● **ЗАДАЧА 1**
Перепишите без изменений отрывок из приведенного ниже фрагмента о крепостных, начиная со слов «Как отмечает Пьер» и заканчивая словами «колени, угрожая голодом.».

● **ИСХОДНЫЙ ТЕКСТ**
•••••

Как отмечает Пьер Докез (Pierre Dockès) в своей работе «Рабство и свобода в
средневековье» (1982), это изменение повысило автономность крепостных и
улучшило условия их жизни, так как теперь они могли больше времени
посвятить собственному воспроизводству и договариваться о размере своей
повинности, вместо того чтобы быть использованными, как движимое
имущество на не обсуждаемых условиях. Что важнее всего, эффективное
использование и владение наделом земли означало, что крепостные могли
всегда прокормить себя, и, даже в случае обострения противостояния с
лендлордами, их не так-то легко было поставить на колени, угрожая голодом.
Правда, лорд мог согнать непокорных крестьян с земли, но это происходило
редко, так как трудно было найти новых работников в условиях относительно
закрытой экономики и коллективной природы сопротивления крестьян. Вот
почему – как отмечает Маркс – в феодальном поместье эксплуатация
трудящихся всегда напрямую зависела от применения силы [3].
Опыт самостоятельности, который крестьяне получали вместе с доступом к
земельным наделам, имел также политический и идеологический потенциал.

•••••

● **ЗАДАЧА 2**
Выпишите, пожалуйста, из списка ниже все строки, где встречается слово «shirt».

● **ЗАПИСИ НАБОРА ДАННЫХ**
•••••

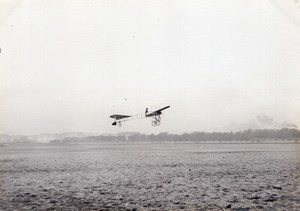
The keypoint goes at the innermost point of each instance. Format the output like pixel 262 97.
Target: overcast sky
pixel 65 66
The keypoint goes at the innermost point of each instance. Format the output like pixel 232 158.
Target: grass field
pixel 149 176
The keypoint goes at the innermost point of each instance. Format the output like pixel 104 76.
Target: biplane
pixel 155 115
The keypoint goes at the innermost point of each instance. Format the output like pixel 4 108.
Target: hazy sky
pixel 66 66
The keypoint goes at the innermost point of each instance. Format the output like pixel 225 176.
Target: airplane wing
pixel 119 116
pixel 157 112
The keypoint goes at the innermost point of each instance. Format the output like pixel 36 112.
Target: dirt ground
pixel 150 177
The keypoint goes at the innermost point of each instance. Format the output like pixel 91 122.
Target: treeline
pixel 247 135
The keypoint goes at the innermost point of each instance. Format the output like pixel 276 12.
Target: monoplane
pixel 155 115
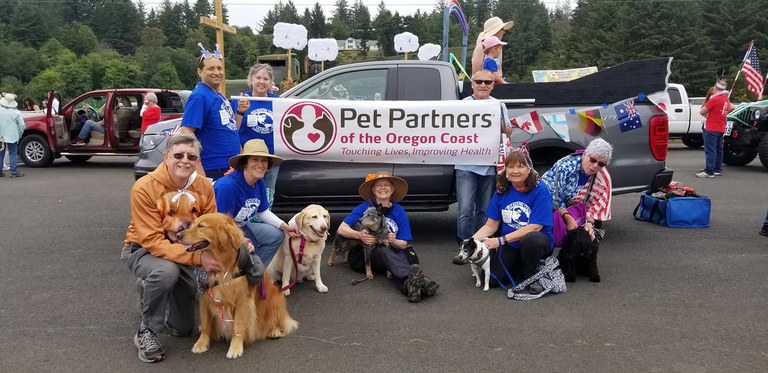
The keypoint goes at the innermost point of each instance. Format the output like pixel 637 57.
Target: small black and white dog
pixel 578 256
pixel 479 256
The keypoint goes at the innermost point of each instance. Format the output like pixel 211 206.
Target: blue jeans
pixel 473 192
pixel 87 127
pixel 713 152
pixel 266 239
pixel 13 156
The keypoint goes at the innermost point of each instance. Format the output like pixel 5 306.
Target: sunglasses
pixel 601 164
pixel 480 82
pixel 190 156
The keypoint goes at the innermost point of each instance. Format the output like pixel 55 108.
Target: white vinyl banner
pixel 428 132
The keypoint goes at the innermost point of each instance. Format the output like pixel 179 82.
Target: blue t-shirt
pixel 517 209
pixel 397 220
pixel 257 122
pixel 490 64
pixel 210 113
pixel 235 197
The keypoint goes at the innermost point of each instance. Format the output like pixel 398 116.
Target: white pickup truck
pixel 684 119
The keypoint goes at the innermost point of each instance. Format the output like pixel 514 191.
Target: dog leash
pixel 295 260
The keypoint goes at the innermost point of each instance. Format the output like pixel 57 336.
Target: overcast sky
pixel 251 12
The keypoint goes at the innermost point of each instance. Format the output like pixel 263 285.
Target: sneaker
pixel 430 287
pixel 459 261
pixel 535 288
pixel 150 350
pixel 414 284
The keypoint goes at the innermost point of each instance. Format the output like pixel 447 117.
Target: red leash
pixel 295 261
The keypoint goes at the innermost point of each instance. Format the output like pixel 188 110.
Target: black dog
pixel 579 256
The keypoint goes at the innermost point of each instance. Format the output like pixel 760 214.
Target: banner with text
pixel 428 132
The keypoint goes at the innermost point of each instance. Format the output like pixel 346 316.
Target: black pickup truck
pixel 638 161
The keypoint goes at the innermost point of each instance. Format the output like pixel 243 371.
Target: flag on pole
pixel 752 72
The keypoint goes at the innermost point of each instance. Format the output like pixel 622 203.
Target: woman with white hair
pixel 581 189
pixel 150 114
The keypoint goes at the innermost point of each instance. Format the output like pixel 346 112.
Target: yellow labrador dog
pixel 304 253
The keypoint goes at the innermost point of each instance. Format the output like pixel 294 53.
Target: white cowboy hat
pixel 255 148
pixel 493 25
pixel 9 100
pixel 401 186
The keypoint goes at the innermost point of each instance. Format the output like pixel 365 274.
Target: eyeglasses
pixel 481 81
pixel 190 156
pixel 601 164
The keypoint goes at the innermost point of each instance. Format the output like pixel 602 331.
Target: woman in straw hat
pixel 11 129
pixel 381 188
pixel 493 26
pixel 243 195
pixel 522 206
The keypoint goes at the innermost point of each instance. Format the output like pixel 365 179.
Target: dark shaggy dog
pixel 579 256
pixel 374 224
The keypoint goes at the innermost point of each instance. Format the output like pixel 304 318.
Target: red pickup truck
pixel 49 134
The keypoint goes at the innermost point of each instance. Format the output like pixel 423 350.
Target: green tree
pixel 79 38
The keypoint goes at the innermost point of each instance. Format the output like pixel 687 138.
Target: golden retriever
pixel 313 223
pixel 231 308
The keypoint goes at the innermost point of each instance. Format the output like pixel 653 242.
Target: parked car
pixel 685 122
pixel 746 134
pixel 638 161
pixel 48 136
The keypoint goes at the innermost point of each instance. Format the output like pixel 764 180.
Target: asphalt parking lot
pixel 671 300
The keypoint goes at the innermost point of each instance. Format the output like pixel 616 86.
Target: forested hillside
pixel 78 45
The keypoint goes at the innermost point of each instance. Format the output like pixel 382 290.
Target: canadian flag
pixel 529 122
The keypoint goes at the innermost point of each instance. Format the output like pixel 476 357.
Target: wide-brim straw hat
pixel 401 186
pixel 9 100
pixel 255 148
pixel 493 25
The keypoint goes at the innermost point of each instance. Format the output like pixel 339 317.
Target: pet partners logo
pixel 308 128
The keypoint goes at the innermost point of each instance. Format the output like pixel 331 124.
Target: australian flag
pixel 626 114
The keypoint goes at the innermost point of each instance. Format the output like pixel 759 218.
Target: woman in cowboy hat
pixel 381 188
pixel 494 26
pixel 243 195
pixel 11 129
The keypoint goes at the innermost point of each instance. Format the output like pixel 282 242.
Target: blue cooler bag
pixel 675 212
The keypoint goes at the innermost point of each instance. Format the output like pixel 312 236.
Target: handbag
pixel 674 212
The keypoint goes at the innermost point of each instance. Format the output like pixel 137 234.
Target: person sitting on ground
pixel 493 48
pixel 165 270
pixel 581 189
pixel 398 258
pixel 523 208
pixel 150 113
pixel 29 104
pixel 243 195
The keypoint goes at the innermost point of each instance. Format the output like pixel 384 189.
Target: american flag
pixel 751 70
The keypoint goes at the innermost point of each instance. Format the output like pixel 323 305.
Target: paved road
pixel 671 300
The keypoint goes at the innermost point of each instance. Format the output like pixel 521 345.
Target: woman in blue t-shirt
pixel 257 121
pixel 387 190
pixel 523 208
pixel 242 194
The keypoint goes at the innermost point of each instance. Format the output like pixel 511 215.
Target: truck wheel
pixel 737 157
pixel 35 152
pixel 763 149
pixel 78 158
pixel 693 141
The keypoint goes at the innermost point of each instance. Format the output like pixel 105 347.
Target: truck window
pixel 418 84
pixel 366 85
pixel 674 96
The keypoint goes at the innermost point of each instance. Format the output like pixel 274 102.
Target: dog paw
pixel 235 352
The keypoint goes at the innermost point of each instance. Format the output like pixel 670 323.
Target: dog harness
pixel 295 260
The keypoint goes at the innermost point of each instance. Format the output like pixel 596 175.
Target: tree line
pixel 78 45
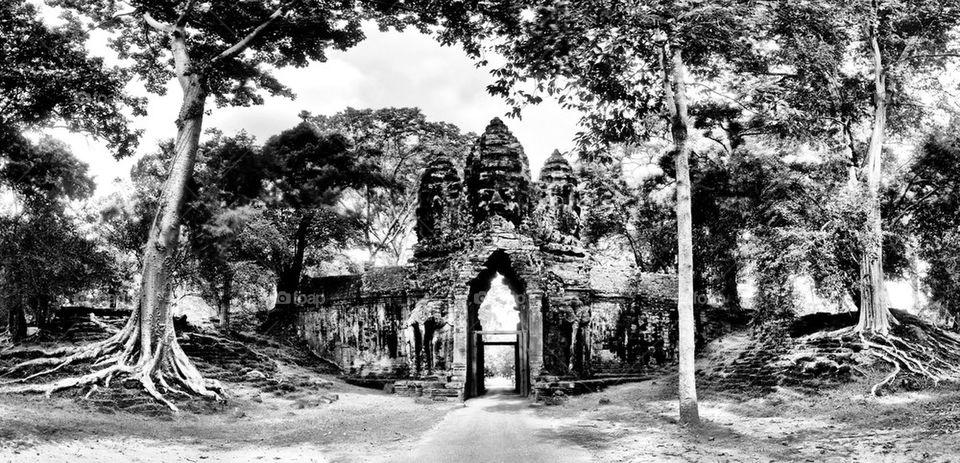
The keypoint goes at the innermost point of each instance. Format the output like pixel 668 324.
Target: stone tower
pixel 498 176
pixel 438 198
pixel 560 202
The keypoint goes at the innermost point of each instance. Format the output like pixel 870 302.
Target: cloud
pixel 387 69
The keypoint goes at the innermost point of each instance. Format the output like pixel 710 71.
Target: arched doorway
pixel 489 326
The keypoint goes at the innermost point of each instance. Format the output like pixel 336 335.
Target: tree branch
pixel 156 24
pixel 245 42
pixel 182 20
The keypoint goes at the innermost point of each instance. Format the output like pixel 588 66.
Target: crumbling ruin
pixel 580 318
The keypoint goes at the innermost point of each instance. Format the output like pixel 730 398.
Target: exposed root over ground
pixel 157 363
pixel 918 352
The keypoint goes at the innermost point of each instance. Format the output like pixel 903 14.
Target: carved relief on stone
pixel 498 176
pixel 438 198
pixel 559 207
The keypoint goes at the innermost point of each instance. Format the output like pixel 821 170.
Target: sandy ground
pixel 498 427
pixel 627 423
pixel 638 423
pixel 361 425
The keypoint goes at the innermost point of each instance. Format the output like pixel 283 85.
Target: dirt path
pixel 499 427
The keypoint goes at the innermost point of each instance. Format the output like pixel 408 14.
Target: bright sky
pixel 387 69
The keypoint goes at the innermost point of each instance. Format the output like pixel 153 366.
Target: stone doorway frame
pixel 521 366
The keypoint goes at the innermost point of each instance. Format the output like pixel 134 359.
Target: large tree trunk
pixel 675 88
pixel 874 314
pixel 289 279
pixel 146 349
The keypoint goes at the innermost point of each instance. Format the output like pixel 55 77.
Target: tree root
pixel 933 354
pixel 159 368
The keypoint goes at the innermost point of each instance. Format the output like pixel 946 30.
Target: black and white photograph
pixel 492 231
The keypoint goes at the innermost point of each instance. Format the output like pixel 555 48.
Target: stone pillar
pixel 535 333
pixel 458 325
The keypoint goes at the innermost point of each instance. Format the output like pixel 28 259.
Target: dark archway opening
pixel 496 320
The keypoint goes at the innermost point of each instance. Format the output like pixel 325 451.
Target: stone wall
pixel 581 317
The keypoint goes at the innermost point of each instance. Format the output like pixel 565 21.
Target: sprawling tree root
pixel 159 366
pixel 930 353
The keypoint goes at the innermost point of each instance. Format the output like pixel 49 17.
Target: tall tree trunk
pixel 226 296
pixel 289 280
pixel 16 322
pixel 874 314
pixel 153 311
pixel 676 96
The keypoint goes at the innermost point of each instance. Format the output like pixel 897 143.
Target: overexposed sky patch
pixel 387 69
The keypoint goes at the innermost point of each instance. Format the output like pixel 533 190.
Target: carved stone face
pixel 498 179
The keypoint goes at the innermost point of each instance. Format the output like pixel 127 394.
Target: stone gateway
pixel 581 320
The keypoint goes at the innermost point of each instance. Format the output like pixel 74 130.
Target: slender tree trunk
pixel 16 323
pixel 675 88
pixel 226 296
pixel 874 314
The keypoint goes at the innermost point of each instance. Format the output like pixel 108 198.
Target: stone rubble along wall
pixel 588 319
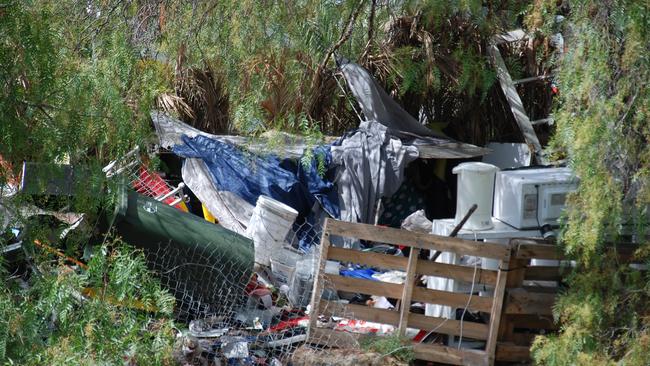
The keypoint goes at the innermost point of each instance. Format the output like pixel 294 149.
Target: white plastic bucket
pixel 269 226
pixel 475 186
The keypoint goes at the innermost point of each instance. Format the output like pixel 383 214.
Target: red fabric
pixel 150 182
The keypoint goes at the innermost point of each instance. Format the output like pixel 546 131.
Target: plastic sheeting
pixel 378 106
pixel 371 167
pixel 249 176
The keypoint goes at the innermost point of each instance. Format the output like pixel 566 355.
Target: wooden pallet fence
pixel 407 293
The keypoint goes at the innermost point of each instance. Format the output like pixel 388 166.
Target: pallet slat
pixel 521 301
pixel 414 239
pixel 416 321
pixel 424 267
pixel 452 356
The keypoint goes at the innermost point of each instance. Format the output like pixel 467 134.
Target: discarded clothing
pixel 371 166
pixel 364 274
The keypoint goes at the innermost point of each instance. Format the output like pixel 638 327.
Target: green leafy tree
pixel 603 131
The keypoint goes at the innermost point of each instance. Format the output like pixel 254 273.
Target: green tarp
pixel 206 266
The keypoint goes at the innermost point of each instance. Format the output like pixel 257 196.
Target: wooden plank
pixel 371 259
pixel 453 299
pixel 497 307
pixel 407 291
pixel 394 291
pixel 508 352
pixel 368 287
pixel 332 338
pixel 529 250
pixel 318 281
pixel 448 326
pixel 521 301
pixel 449 355
pixel 461 273
pixel 512 36
pixel 532 321
pixel 425 267
pixel 544 273
pixel 418 240
pixel 360 312
pixel 415 321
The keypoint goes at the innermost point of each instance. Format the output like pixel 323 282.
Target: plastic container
pixel 269 226
pixel 475 186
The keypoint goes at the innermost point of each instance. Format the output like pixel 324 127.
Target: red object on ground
pixel 151 184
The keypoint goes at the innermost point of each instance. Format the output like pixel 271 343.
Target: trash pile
pixel 232 229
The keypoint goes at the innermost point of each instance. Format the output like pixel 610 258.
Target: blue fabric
pixel 365 274
pixel 249 175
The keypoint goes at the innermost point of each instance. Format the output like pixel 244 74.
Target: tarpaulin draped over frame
pixel 250 176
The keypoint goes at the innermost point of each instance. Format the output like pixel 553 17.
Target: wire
pixel 469 299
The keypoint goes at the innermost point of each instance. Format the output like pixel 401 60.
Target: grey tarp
pixel 371 166
pixel 378 106
pixel 233 212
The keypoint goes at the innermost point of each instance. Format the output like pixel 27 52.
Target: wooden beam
pixel 508 352
pixel 516 105
pixel 461 273
pixel 520 301
pixel 544 273
pixel 357 285
pixel 415 321
pixel 333 338
pixel 453 299
pixel 407 291
pixel 424 267
pixel 512 36
pixel 449 355
pixel 318 280
pixel 371 259
pixel 531 250
pixel 417 240
pixel 394 291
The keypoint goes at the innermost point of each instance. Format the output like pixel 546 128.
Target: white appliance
pixel 475 186
pixel 532 198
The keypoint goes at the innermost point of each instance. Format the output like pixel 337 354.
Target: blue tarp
pixel 249 175
pixel 362 273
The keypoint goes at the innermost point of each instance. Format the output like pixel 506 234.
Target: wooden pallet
pixel 516 311
pixel 408 292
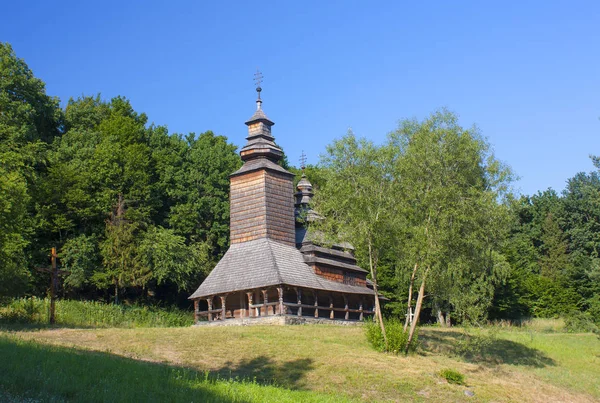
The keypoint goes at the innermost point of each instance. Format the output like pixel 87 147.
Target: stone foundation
pixel 278 320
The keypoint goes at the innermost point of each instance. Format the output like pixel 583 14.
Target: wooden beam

•••••

● **РАЗБОР РЕШЕНИЯ 1**
Как отмечает Пьер Докез (Pierre Dockès) в своей работе «Рабство и свобода в
средневековье» (1982), это изменение повысило автономность крепостных и
улучшило условия их жизни, так как теперь они могли больше времени
посвятить собственному воспроизводству и договариваться о размере своей
повинности, вместо того чтобы быть использованными, как движимое
имущество на не обсуждаемых условиях. Что важнее всего, эффективное
использование и владение наделом земли означало, что крепостные могли
всегда прокормить себя, и, даже в случае обострения противостояния с
лендлордами, их не так-то легко было поставить на колени, угрожая голодом.

● **РАЗБОР РЕШЕНИЯ 2**
Target: blue t-shirt
Target: woman in blue t-shirt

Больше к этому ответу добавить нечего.